* _What you will do_: Rewrite all of the records below, changing "set a pin" to "place a marker" wherever it occurs and keeping everything else the same. Do not include the pictures in your answer.

******************************

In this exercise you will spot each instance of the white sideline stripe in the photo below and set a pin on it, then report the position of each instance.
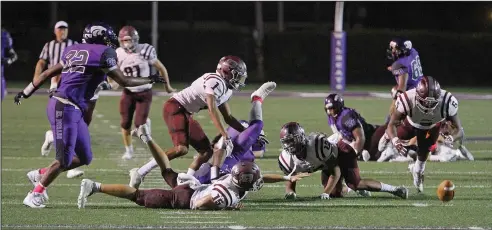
(196, 217)
(85, 226)
(264, 186)
(278, 171)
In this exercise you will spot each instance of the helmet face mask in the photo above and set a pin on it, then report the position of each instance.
(234, 71)
(427, 95)
(246, 176)
(128, 38)
(292, 138)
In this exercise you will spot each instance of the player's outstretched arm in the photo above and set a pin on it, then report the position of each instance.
(275, 178)
(332, 180)
(206, 203)
(360, 139)
(229, 119)
(214, 115)
(37, 82)
(125, 81)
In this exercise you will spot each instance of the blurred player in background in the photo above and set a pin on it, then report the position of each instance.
(419, 113)
(134, 59)
(83, 68)
(186, 191)
(9, 56)
(406, 68)
(310, 153)
(447, 149)
(349, 126)
(246, 143)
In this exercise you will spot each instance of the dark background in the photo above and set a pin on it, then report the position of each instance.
(454, 39)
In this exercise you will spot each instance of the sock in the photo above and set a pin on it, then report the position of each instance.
(54, 83)
(191, 172)
(214, 172)
(39, 188)
(42, 170)
(256, 110)
(97, 187)
(145, 138)
(129, 149)
(144, 170)
(387, 188)
(419, 167)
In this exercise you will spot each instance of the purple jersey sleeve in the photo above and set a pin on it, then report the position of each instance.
(398, 68)
(109, 60)
(350, 121)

******************************

* _Final answer_:
In this exercise you will spot each instance of the white sideline stripe in the photo below and place a marker on it, then report the position of each instance.
(196, 217)
(85, 226)
(264, 186)
(278, 171)
In this exercise you will spot each instance of the helmet face mask in the photo above and place a marker on it, then report the position of each instance.
(234, 71)
(427, 95)
(246, 176)
(128, 38)
(292, 138)
In this exercise you will spot each instance of the player's outstretched arm in the photo above and place a marker on it, then report the position of each instance.
(275, 178)
(332, 180)
(206, 203)
(360, 139)
(229, 119)
(214, 115)
(37, 82)
(125, 81)
In this exercise you will spot each instance of the blurred player in background in the photo above and place a marker on it, then report the position of each instance.
(419, 113)
(134, 59)
(83, 68)
(186, 191)
(9, 56)
(406, 68)
(310, 153)
(447, 149)
(349, 126)
(246, 143)
In this exercise you will spot each instance of the dark background in the photo above and place a marker on it, then report the position of each instance.
(454, 39)
In this exercise you will spot each instance of the sock in the photo above and place a marker on it, then report the position of each instance.
(54, 83)
(191, 172)
(214, 172)
(39, 188)
(42, 170)
(256, 110)
(97, 187)
(145, 138)
(129, 149)
(144, 170)
(387, 188)
(419, 167)
In this exercise you will spot each instance of the purple jersey sleeve in the photo above and place a marker on it, then report the position of each instance.
(398, 68)
(109, 60)
(350, 121)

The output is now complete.